• _Brief_
Reproduce the entries below exactly, but only from the line containing "locate the bucket" to the line containing "locate the pale", inclusive.

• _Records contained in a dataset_
=== Begin Enclosure ===
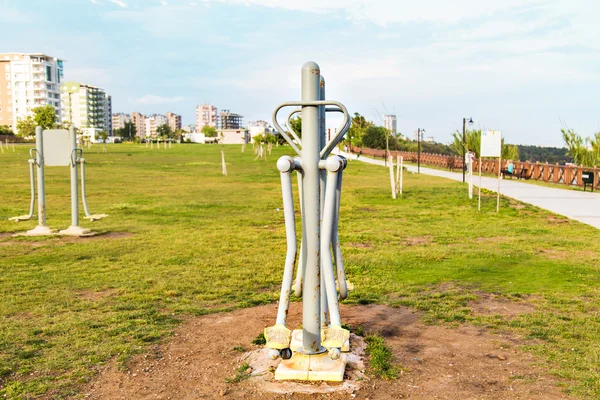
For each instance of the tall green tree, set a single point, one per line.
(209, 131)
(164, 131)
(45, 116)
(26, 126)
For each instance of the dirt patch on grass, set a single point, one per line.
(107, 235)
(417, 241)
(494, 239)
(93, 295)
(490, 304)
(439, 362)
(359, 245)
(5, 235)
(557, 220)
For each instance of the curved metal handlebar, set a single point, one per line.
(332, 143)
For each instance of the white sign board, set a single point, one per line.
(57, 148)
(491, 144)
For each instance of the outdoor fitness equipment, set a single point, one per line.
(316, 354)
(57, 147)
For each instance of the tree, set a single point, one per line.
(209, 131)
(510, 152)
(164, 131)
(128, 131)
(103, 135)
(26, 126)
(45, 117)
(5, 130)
=== End Enclosure ===
=== Begin Enclosure ===
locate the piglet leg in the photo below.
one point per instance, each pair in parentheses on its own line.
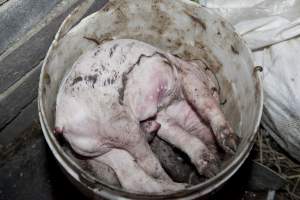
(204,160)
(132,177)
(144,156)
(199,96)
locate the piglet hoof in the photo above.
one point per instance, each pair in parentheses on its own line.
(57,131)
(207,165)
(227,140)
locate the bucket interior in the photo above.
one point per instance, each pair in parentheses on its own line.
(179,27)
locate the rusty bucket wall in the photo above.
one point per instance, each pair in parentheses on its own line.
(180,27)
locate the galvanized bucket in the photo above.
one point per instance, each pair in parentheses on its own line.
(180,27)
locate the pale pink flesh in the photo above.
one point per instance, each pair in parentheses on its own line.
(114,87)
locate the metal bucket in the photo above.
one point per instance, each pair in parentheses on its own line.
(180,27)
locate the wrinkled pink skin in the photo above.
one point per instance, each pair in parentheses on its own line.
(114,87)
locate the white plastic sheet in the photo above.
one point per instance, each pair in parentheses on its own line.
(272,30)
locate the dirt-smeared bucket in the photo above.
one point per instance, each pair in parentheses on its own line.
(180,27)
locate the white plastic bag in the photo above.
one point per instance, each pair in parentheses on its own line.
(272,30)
=== End Enclosure ===
• _Output for this task_
locate the bucket interior in the photo above.
one point per instance, each pair in parentheses on its own line.
(179,27)
locate the rusty bucket wall in the photo above.
one point per instance, each pair in parentheses on its own line.
(180,27)
locate the galvanized bucket in the photo above.
one point per instance, each pair in parentheses on its own line.
(180,27)
locate the pale pink flesh in the photo above.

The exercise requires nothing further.